Content starts

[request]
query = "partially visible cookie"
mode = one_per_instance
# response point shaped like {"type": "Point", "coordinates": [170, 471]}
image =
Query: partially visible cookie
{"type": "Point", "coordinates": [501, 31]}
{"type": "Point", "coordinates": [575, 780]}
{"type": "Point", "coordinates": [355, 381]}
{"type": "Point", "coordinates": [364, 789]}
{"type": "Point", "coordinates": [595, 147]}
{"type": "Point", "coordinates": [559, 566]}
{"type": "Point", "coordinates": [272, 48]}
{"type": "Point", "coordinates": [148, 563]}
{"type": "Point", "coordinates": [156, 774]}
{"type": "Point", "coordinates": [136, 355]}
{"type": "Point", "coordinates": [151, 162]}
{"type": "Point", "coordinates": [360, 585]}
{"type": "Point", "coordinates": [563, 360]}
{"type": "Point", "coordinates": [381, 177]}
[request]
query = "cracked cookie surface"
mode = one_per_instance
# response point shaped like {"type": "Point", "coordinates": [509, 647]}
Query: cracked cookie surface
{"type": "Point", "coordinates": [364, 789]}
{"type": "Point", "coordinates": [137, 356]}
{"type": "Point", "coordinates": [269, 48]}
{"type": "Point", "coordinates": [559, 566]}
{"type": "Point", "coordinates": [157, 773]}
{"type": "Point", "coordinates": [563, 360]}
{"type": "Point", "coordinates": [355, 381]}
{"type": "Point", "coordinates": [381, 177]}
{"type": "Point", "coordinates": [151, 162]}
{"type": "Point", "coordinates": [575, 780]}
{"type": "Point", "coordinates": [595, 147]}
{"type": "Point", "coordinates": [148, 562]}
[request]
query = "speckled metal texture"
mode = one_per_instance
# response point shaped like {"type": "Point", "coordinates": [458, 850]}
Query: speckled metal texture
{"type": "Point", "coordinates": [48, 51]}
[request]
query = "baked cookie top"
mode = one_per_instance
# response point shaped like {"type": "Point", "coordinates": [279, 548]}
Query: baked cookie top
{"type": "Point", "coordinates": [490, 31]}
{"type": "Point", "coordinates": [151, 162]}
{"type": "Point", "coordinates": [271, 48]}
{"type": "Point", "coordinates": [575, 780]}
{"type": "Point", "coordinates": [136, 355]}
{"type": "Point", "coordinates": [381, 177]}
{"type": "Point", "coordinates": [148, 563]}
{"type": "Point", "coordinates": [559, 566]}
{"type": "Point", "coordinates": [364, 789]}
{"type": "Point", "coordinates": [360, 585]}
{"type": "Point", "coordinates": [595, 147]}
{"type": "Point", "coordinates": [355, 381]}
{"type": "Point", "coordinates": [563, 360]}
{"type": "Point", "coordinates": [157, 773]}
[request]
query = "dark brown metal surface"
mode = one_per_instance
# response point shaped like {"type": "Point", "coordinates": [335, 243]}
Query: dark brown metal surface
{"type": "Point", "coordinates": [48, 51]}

Content ends

**Problem details:**
Print all the data exactly.

**Exercise output:**
[request]
query = "partially visible cookie"
mode = one_per_instance
# response point shaped like {"type": "Point", "coordinates": [170, 471]}
image =
Query: partially visible cookie
{"type": "Point", "coordinates": [501, 31]}
{"type": "Point", "coordinates": [575, 780]}
{"type": "Point", "coordinates": [355, 381]}
{"type": "Point", "coordinates": [364, 789]}
{"type": "Point", "coordinates": [595, 147]}
{"type": "Point", "coordinates": [559, 566]}
{"type": "Point", "coordinates": [272, 48]}
{"type": "Point", "coordinates": [148, 563]}
{"type": "Point", "coordinates": [156, 774]}
{"type": "Point", "coordinates": [136, 355]}
{"type": "Point", "coordinates": [151, 162]}
{"type": "Point", "coordinates": [360, 585]}
{"type": "Point", "coordinates": [563, 360]}
{"type": "Point", "coordinates": [381, 177]}
[request]
query = "cracked cookie surface"
mode = one_per_instance
# response point shaped like {"type": "Point", "coordinates": [509, 647]}
Query: cracked cookie surface
{"type": "Point", "coordinates": [364, 789]}
{"type": "Point", "coordinates": [137, 356]}
{"type": "Point", "coordinates": [269, 48]}
{"type": "Point", "coordinates": [559, 566]}
{"type": "Point", "coordinates": [157, 773]}
{"type": "Point", "coordinates": [563, 360]}
{"type": "Point", "coordinates": [355, 381]}
{"type": "Point", "coordinates": [381, 177]}
{"type": "Point", "coordinates": [151, 162]}
{"type": "Point", "coordinates": [575, 780]}
{"type": "Point", "coordinates": [595, 147]}
{"type": "Point", "coordinates": [148, 562]}
[request]
query = "speckled metal texture"
mode = one_per_instance
# response point shaped like {"type": "Point", "coordinates": [458, 850]}
Query: speckled metal texture
{"type": "Point", "coordinates": [48, 51]}
[request]
query = "baked cookie top"
mode = one_per_instance
# response point shaped like {"type": "Point", "coordinates": [279, 548]}
Query: baked cookie top
{"type": "Point", "coordinates": [490, 31]}
{"type": "Point", "coordinates": [151, 162]}
{"type": "Point", "coordinates": [271, 48]}
{"type": "Point", "coordinates": [575, 780]}
{"type": "Point", "coordinates": [136, 355]}
{"type": "Point", "coordinates": [381, 177]}
{"type": "Point", "coordinates": [148, 563]}
{"type": "Point", "coordinates": [559, 566]}
{"type": "Point", "coordinates": [364, 789]}
{"type": "Point", "coordinates": [360, 585]}
{"type": "Point", "coordinates": [595, 147]}
{"type": "Point", "coordinates": [355, 381]}
{"type": "Point", "coordinates": [563, 360]}
{"type": "Point", "coordinates": [157, 773]}
[request]
query = "dark brown metal surface"
mode = one_per_instance
# response point shaped like {"type": "Point", "coordinates": [335, 243]}
Query: dark brown metal surface
{"type": "Point", "coordinates": [48, 51]}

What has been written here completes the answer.